▶ _Texto fornecido_
########
[Rafael Henrique de Matos]

 

Introdução

Segundo Alfredo Bosi o roteiro do poeta Ferreira Gullar pode ser visto de dois ângulos. Um primeiro em que o eu lírico se situa entre os objetos de cultura, e um segundo voltado as rupturas, no qual o poeta se insere nas crises e lutas culturais e políticas do país(Bosi, pg.7 à 9).

Realmente, parece que são duas as faces principais de Gullar porém, para mim, as vejo de modo mais simplificado. Há um lado político predominante em sua obra e um outro, dos temas não políticos, que se contrapõe. Seria assim a “politicidade” de seus poemas um ponto de comparação para análise de sua obra. Digo isso pois, sempre que procuramos por trabalhos de Gullar, ou que se refiram a ele, nos deparamos com palavras recorrentes como “militância”, “política”, “PCB”(Partido Comunista Brasileiro), entre outras.

 Assim passei a ver Gullar como escritor que, desde sua saída do Maranhão e ida ao Rio de Janeiro, se tornou cada vez mais participante da vida política e cultual do país, se politizando mais e mais, até culminar com a filiação ao PCB em 1964. Autor que segundo Eleonora Ziller “alcançou sua maturidade poética no livro Dentro da Noite Veloz” (Ziller, pg.105). Nas palavras do próprio autor: “Os poemas do livro Dentro da Noite Veloz (1975) refletem o esforço para construir uma linguagem poética em que o elemento político participa da alquimia verbal. Mas é no Poema Sujo (1976) que essa junção do vulgar, do político e do poético, a meu juízo, atinge sua expressão mais plena” (Portal Literal, corpo a corpo com a linguagem).
########
▶ _Entradas de um conjunto de dados_
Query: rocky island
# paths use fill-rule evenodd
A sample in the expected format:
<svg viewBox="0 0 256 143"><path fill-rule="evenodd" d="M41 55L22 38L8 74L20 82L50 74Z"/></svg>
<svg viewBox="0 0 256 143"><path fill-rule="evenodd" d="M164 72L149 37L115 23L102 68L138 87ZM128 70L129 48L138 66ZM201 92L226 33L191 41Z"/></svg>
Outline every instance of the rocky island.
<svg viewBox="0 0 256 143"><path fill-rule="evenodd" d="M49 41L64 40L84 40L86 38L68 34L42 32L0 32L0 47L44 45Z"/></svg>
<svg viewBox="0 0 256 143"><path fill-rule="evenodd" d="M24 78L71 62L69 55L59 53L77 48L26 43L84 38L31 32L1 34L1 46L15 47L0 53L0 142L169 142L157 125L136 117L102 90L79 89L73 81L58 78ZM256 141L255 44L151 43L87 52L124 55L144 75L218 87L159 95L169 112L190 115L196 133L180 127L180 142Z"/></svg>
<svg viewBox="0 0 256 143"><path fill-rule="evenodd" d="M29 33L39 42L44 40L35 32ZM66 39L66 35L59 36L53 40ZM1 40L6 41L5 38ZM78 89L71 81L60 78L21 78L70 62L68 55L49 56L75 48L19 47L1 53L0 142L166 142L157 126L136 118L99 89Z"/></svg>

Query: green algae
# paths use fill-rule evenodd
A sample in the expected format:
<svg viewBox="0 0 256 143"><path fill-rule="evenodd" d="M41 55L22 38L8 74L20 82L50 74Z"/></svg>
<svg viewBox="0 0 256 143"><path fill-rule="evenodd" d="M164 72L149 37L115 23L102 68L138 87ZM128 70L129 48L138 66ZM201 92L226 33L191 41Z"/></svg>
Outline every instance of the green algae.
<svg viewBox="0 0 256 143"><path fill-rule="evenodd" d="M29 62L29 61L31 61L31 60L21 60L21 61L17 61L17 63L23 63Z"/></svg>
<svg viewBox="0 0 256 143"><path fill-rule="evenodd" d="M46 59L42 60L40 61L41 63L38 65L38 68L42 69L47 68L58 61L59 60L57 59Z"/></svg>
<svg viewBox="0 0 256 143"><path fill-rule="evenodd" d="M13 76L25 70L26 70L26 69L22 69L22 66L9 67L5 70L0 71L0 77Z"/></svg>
########
▶ _Tarefas a realizar_
1. Reproduza o trecho do texto sobre Ferreira Gullar começando em "[Rafael Henrique de" e seguindo até "país(Bosi, pg.7 à 9).".
2. As afirmações a seguir concordam com o texto sobre Ferreira Gullar? Responda sim ou não a cada uma e cite literalmente as palavras do texto que decidem a resposta. (a) Gullar se filiou ao PCB em 1964. (b) Para Eleonora Ziller, Gullar alcançou sua maturidade poética no Poema Sujo. (c) O livro Dentro da Noite Veloz é de 1975.
3. Dê continuidade ao texto sobre Ferreira Gullar a partir do ponto em que ele termina.

▶ _Resultados do exercício_
1.
[Rafael Henrique de Matos]

 

Introdução

Segundo Alfredo Bosi o roteiro do poeta Ferreira Gullar pode ser visto de dois ângulos. Um primeiro em que o eu lírico se situa entre os objetos de cultura, e um segundo voltado as rupturas, no qual o poeta se insere nas crises e lutas culturais e políticas do país(Bosi, pg.7 à 9).

2.
(a) Sim: "até culminar com a filiação ao PCB em 1964".
(b) Não: "alcançou sua maturidade poética no livro Dentro da Noite Veloz".
(c) Sim: "Os poemas do livro Dentro da Noite Veloz (1975)".

3.
Porém, entre 1980 e 1987, com a elaboração do livro Barulhos, “não predomina mais o tom político... aos poucos o poeta começa a afastar a política de sua poesia” (Ziller, pg. 176), visto que também nessa época começa o processo de redemocratização do país após a Ditadura, e o campo para a elaboração de poemas políticos perde o foco, por parte de Gullar. Ainda segundo Ziller o “tema político circunstancial desaparecerá em Muitas Vozes”. Podemos então ver Barulhos como o livro que marca uma transição em seu fazer poético.

Podemos perceber em Barulhos um poeta que em processo de mudança volta-se a poesia, metalinguisticamente, para achar-se e buscar o que se tornaria sua poesia. “Desprendido do compromisso político o que se tornaria sua poesia?” (Ziller, pg.176).

Pretendo responder a essa questão, demonstrando que na busca por uma resposta Gullar se voltou à própria poesia.

O poema por si mesmo

Através dos poemas selecionados, na antologia, verifiquei que, nas próprias poesias, Gullar propõe como pretende que sua poesia seja. Nessa sua fase de empenhar-se em achar uma nova concepção de seu trabalho o poeta volta ao começo, o mundo da criação, na buscas por respostas. E nesse âmbito vemos os pilares do que o escritor tem como o que é poesia:

De terra te quero;

                         poema,

e no entanto iluminado.

.........................

.........................

o corpo perpassado de eclipses,

poroso

poema

                                                               (Poema Poroso, Toda Poesia)

o que eu vejo

me atravessa

.....................                   

o que eu vejo passa

através de mim

.........................

e sou então apenas

essa rude pedra iluminada

ou quase

se não fora

                  saber que a vejo.

                                                                (Olhar, Toda Poesia)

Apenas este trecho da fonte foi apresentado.